Reproduce the records below verbatim, starting at their first line and ending with the line that contains "<point>366,497</point>", including that line.

====== WORKING DATA ======

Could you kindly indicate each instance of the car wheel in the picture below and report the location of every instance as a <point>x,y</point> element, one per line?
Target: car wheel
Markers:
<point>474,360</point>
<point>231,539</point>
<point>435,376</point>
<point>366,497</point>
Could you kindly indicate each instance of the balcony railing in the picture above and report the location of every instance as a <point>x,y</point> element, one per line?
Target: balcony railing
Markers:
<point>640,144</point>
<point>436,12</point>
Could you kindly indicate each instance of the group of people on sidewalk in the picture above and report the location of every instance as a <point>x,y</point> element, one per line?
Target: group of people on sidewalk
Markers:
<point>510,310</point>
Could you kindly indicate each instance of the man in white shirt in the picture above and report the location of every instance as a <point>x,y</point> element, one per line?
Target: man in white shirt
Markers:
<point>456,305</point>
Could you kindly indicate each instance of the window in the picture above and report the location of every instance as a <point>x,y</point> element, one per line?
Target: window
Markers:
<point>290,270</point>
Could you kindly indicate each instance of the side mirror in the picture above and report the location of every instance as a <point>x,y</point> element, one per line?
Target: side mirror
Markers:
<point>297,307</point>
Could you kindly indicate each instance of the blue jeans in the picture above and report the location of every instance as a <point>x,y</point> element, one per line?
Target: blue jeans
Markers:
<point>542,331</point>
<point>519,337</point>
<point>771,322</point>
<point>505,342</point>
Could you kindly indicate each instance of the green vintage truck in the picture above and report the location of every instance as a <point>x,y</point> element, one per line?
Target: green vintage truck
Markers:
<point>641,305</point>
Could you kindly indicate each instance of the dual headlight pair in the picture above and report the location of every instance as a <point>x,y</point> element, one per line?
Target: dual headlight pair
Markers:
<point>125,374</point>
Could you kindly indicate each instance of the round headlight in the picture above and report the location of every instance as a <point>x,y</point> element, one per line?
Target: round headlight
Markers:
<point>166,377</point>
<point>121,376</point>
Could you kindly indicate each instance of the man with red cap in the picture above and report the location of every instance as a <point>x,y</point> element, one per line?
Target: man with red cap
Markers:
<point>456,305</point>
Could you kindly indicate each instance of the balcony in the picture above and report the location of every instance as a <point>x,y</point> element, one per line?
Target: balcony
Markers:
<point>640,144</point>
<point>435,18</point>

======

> OUTPUT FOR THIS EXERCISE:
Could you kindly indicate each instance of the car wheel in the picture below and report the location of every instance as a <point>x,y</point> element, one per line?
Target: car wheel
Markers:
<point>474,360</point>
<point>231,539</point>
<point>435,376</point>
<point>366,497</point>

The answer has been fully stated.